=== Input data ===
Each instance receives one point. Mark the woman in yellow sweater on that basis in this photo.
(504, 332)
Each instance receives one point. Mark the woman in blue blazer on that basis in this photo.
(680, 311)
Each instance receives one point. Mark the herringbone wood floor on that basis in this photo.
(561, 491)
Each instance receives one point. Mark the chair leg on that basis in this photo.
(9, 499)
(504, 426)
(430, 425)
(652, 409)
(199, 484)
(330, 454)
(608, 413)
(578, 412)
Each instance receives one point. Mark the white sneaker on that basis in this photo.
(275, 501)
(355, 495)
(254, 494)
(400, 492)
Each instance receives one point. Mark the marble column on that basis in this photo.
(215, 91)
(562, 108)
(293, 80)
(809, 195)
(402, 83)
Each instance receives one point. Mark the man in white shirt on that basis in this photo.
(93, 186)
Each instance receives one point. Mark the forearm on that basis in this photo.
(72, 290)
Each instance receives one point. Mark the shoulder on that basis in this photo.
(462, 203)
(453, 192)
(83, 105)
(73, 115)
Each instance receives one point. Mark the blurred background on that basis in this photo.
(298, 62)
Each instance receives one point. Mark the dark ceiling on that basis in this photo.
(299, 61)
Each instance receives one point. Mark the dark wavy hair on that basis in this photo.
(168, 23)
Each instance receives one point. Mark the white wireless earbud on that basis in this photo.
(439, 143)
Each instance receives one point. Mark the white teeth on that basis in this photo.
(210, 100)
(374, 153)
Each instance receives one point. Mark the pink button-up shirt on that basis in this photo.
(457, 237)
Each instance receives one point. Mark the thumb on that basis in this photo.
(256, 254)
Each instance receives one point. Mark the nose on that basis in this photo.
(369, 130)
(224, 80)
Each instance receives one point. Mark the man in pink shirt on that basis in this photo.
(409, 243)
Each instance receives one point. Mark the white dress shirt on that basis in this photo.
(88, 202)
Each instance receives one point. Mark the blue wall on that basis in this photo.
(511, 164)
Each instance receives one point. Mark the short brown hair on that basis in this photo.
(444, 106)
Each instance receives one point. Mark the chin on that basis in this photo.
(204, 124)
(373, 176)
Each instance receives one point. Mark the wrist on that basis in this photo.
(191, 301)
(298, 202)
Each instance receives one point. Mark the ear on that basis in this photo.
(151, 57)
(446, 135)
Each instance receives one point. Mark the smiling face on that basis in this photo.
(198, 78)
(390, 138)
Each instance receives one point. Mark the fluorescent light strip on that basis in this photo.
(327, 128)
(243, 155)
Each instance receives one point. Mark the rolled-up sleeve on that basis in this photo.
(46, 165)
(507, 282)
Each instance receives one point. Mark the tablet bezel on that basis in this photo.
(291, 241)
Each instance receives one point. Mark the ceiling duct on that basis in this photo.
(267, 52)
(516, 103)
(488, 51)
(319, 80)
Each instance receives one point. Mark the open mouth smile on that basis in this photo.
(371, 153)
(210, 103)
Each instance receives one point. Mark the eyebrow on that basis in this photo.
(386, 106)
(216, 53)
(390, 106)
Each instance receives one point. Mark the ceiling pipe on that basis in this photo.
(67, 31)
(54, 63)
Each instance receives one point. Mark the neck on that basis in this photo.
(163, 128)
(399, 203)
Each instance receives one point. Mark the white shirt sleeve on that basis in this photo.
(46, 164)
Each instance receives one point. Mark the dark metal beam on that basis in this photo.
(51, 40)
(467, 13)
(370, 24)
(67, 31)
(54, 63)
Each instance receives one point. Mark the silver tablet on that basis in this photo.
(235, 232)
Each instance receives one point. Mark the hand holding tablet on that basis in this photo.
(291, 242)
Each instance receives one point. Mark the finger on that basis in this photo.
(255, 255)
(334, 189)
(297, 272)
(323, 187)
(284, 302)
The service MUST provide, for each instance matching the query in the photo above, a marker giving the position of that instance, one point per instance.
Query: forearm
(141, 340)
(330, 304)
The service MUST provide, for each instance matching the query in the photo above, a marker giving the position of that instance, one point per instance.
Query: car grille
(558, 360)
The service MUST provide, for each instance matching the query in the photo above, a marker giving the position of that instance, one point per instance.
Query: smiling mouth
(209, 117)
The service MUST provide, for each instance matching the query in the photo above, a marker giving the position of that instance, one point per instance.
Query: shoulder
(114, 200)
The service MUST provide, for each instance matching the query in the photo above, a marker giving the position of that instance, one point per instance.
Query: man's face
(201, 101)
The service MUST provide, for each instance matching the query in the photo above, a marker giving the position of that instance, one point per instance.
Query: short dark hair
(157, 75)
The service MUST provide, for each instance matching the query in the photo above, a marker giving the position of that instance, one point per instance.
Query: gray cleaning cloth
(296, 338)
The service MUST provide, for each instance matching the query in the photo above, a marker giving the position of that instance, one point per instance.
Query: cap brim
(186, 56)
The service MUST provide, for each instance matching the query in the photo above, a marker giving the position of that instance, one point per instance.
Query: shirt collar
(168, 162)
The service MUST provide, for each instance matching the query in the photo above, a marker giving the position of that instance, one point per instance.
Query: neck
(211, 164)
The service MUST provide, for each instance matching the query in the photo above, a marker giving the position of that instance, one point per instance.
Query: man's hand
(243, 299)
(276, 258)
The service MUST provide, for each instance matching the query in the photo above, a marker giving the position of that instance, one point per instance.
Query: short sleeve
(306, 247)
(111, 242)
===
**Exercise description**:
Output all preceding records character for character.

**Exercise answer**:
Each instance receives one point. Mark the woman in yellow sweater on that basis in this photo.
(504, 332)
Each instance receives one point. Mark the woman in blue blazer on that basis in this photo.
(680, 311)
Each instance receives one point. Mark the herringbone wood floor on that basis in this photo.
(561, 491)
Each instance receives one point. Mark the chair leg on that basis in this photo.
(9, 499)
(504, 426)
(430, 425)
(652, 409)
(199, 484)
(330, 454)
(608, 413)
(578, 412)
Each instance receives one point. Mark the white sneaker on that basis in this photo.
(275, 501)
(355, 495)
(254, 494)
(400, 492)
Each instance receives one point. Mark the marble column on that basis in this photo.
(215, 91)
(562, 108)
(293, 80)
(809, 195)
(402, 83)
Each instance receives one point. Mark the man in white shirt on that basis in this photo.
(93, 186)
Each instance receives one point. Mark the forearm on that basis in this photo.
(72, 290)
Each instance receives one point. Mark the shoulder on that basis in this photo.
(462, 203)
(453, 192)
(83, 105)
(73, 115)
Each instance receives one point. Mark the blurred background on that basis in this photo.
(298, 62)
Each instance receives one point. Mark the dark ceiling on that basis in this photo.
(299, 61)
Each instance receives one point. Mark the dark wavy hair on that basis in this photo.
(168, 23)
Each instance receives one point. Mark the white wireless earbud on that basis in this photo.
(439, 143)
Each instance receives one point. Mark the white teeth on that basis in this photo.
(210, 100)
(374, 153)
Each instance receives one point. Mark the pink button-up shirt on that basis in this photo.
(457, 237)
Each instance receives one point. Mark the thumb on that basis in this photo.
(256, 254)
Each instance receives one point. Mark the nose on that basis in this photo.
(369, 130)
(224, 80)
Each instance receives one point. Mark the man in pink shirt on that basis in this photo.
(409, 243)
Each instance receives one point. Mark the white dress shirt on that basis in this photo.
(88, 202)
Each instance receives one point. Mark the blue wall on that basis in this photo.
(511, 164)
Each instance receives one point. Mark the short brown hair on that basis in this photo.
(444, 106)
Each instance receives one point. Mark the chin on that basis in this photo.
(204, 124)
(373, 176)
Each instance receives one point. Mark the wrist on that basis in this photo.
(191, 301)
(298, 202)
Each instance receives one point. Mark the ear on that basis in this photo.
(151, 57)
(446, 135)
Each instance receives one point. Mark the smiling face on that basis in this photo.
(198, 78)
(390, 138)
Each instance receives one point. Mark the fluorescent light strip on that basis in this photo.
(327, 128)
(243, 155)
Each instance receives one point. Mark the rolled-up sleeve on that basis in this photo.
(46, 165)
(507, 282)
Each instance receives one point. Mark the tablet bezel on that basis in this photo.
(291, 241)
Each instance receives one point. Mark the ceiling duct on that basis in this photo.
(267, 52)
(516, 103)
(488, 51)
(319, 80)
Each instance receives one point. Mark the open mouth smile on that basis in this photo.
(371, 153)
(210, 103)
Each instance receives one point. Mark the eyebrow on that basis in this photo.
(386, 106)
(216, 53)
(390, 106)
Each instance receives one point. Mark the ceiling pipe on that basis in this photo.
(67, 31)
(54, 63)
Each instance receives one point. Mark the neck on that basis in this photo.
(163, 128)
(399, 203)
Each instance receives one point. Mark the white shirt sleeve on that basis in this photo.
(46, 164)
Each instance receives one point. Mark the dark metal beam on that basis in this photo.
(51, 40)
(467, 13)
(370, 24)
(67, 31)
(54, 63)
Each instance receives one point. Mark the silver tablet on that basis in this photo.
(235, 232)
Each instance receives one point. Mark the hand holding tablet on that basis in this photo.
(291, 242)
Each instance receives one point. Mark the finger on that basis in this photo.
(255, 255)
(334, 189)
(297, 272)
(323, 187)
(284, 302)
The service MUST provide, for each instance matching the query in the photo above, a marker giving the position of that instance, one point per instance.
Query: forearm
(141, 340)
(330, 304)
The service MUST provide, for each instance matching the query in the photo above, a marker giving the position of that instance, one point per instance.
Query: car grille
(558, 360)
The service MUST provide, for each instance matching the query in the photo above, a marker giving the position of that instance, one point per instance.
Query: smiling mouth
(209, 117)
The service MUST provide, for each instance matching the query in the photo above, a marker giving the position of that instance, one point per instance.
Query: shoulder
(114, 200)
The service MUST provide, for each instance matching the query in the photo above, a marker giving the position of that instance, one point per instance.
Query: man's face
(201, 101)
The service MUST provide, for each instance matching the query in the photo above, a marker giving the position of that instance, one point per instance.
Query: short dark hair
(157, 75)
The service MUST provide, for each instance matching the query in the photo above, a marker giving the position of that instance, one point per instance.
Query: gray cleaning cloth
(296, 338)
The service MUST provide, for each instance matching the query in the photo above, a marker giving the position of that instance, one point per instance.
Query: cap brim
(186, 56)
The service MUST provide, for each instance matching the query in the photo above, a marker giving the position of that instance, one point per instance.
Query: shirt collar
(168, 162)
The service MUST provide, for each instance matching the query in the photo above, a marker giving the position of that instance, one point per instance.
Query: neck
(211, 164)
The service MUST provide, for each instance matching the query in the photo above, a marker giving the position of that instance, one point per instance.
Query: man's hand
(243, 299)
(276, 258)
The service MUST provide, for each instance matching the query in the photo above, a marker giving the position of that instance, one point per instance.
Query: short sleeve
(306, 247)
(111, 242)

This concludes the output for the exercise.